Segment Open

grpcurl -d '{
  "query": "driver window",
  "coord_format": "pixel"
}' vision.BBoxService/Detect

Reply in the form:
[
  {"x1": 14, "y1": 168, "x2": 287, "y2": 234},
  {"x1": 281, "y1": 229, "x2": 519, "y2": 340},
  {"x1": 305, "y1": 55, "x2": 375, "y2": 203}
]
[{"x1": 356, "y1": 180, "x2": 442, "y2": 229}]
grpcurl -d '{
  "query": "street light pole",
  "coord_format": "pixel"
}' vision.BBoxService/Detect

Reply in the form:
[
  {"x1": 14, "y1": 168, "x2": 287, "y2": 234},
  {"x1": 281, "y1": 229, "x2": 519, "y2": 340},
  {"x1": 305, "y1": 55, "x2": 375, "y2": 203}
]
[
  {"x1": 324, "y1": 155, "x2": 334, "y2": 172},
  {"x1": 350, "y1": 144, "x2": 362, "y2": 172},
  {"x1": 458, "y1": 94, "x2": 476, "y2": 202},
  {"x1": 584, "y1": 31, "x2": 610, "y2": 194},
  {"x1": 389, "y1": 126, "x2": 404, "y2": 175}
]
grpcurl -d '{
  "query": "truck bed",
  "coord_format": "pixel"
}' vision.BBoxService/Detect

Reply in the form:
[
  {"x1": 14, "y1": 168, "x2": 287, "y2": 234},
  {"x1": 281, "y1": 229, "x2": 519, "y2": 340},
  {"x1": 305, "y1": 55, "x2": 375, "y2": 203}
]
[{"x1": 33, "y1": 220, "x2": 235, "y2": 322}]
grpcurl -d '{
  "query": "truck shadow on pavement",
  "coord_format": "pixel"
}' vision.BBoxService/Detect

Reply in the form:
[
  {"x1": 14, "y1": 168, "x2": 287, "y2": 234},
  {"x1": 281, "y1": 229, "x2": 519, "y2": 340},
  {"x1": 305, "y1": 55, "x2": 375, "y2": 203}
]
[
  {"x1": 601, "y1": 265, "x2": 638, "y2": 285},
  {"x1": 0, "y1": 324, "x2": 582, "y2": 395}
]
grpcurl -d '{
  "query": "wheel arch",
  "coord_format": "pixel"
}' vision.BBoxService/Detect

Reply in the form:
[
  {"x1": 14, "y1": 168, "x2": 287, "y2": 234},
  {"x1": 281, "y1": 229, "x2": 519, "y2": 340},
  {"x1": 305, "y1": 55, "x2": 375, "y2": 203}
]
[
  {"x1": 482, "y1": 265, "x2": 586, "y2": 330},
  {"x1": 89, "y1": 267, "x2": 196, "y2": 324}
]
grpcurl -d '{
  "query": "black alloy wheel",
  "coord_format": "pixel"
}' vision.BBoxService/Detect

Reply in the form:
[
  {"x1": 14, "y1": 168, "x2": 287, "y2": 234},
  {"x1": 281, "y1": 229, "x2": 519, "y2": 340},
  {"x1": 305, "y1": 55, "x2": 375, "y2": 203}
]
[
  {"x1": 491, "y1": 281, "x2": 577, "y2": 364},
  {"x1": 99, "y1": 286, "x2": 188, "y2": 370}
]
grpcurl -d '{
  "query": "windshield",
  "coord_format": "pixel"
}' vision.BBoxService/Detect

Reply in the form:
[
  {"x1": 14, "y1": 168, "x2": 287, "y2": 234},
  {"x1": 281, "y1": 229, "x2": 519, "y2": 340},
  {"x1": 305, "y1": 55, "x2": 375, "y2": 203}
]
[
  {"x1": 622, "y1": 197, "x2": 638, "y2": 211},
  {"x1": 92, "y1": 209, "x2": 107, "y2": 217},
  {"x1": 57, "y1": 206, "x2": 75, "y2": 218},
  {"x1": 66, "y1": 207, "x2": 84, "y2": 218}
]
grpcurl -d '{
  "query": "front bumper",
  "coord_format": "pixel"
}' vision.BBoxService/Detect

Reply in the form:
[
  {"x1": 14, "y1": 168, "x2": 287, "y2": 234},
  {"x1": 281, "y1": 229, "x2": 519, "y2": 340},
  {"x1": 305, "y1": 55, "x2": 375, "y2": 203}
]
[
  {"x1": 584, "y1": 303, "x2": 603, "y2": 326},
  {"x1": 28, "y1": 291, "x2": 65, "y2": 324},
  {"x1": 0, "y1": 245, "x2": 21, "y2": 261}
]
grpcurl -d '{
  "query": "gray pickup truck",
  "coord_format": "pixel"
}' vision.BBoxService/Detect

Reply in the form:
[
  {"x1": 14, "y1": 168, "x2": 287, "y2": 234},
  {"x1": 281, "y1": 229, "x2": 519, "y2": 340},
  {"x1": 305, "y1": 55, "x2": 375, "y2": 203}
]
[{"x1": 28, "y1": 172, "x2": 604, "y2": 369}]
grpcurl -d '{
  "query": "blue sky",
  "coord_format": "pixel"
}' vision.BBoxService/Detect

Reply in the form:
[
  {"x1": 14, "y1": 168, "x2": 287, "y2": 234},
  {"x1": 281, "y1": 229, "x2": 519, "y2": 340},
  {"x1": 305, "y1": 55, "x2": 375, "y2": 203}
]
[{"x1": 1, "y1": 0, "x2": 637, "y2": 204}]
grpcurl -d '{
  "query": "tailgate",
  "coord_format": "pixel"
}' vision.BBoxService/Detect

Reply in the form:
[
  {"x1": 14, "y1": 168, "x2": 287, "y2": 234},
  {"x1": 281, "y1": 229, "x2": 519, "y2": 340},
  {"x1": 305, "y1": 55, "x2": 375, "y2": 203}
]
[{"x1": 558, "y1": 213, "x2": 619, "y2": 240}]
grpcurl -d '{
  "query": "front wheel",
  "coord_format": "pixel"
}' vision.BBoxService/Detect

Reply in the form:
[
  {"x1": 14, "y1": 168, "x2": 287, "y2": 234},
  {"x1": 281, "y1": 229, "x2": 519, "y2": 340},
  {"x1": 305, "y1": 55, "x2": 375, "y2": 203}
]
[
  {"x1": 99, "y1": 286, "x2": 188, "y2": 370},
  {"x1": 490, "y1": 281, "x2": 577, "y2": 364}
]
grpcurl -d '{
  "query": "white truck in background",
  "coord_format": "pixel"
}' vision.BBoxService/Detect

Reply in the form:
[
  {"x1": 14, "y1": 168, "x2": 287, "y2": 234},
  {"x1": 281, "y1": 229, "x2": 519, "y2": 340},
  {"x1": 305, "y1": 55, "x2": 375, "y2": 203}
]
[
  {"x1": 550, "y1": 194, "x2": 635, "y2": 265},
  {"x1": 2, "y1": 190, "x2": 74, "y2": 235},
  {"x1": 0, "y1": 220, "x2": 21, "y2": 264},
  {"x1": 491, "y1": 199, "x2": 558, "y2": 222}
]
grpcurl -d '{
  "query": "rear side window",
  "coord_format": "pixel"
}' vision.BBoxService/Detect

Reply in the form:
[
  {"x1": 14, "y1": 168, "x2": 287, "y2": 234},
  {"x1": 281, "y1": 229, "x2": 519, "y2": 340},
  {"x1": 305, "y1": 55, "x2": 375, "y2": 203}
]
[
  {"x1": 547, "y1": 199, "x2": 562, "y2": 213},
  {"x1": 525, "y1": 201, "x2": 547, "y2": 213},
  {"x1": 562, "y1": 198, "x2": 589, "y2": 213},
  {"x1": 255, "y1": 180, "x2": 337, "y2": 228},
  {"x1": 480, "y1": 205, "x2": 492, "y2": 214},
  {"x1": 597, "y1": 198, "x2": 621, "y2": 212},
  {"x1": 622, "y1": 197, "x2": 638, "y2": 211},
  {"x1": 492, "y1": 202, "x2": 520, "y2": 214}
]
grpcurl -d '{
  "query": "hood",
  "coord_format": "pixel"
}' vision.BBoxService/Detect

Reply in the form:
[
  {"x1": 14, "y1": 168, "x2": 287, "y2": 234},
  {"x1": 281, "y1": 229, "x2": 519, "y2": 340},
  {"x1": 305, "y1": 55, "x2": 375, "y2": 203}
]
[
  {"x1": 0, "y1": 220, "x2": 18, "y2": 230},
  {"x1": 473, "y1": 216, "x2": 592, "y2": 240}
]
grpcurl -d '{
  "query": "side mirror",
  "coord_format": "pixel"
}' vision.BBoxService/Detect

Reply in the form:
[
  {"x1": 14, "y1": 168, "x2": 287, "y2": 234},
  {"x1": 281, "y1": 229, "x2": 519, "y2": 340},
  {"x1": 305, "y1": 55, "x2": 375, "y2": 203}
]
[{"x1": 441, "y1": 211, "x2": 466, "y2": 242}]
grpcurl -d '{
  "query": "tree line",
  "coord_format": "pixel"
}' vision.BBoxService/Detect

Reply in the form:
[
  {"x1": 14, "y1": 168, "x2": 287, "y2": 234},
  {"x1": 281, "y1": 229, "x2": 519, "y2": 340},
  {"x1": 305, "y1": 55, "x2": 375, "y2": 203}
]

Segment Closed

#### Task description:
Sift through the entries and copy every line with "truck".

#### Exercise solution:
  "query": "truck bed",
  "query": "truck shadow on pavement",
  "query": "gray pickup truck",
  "query": "white truck in background",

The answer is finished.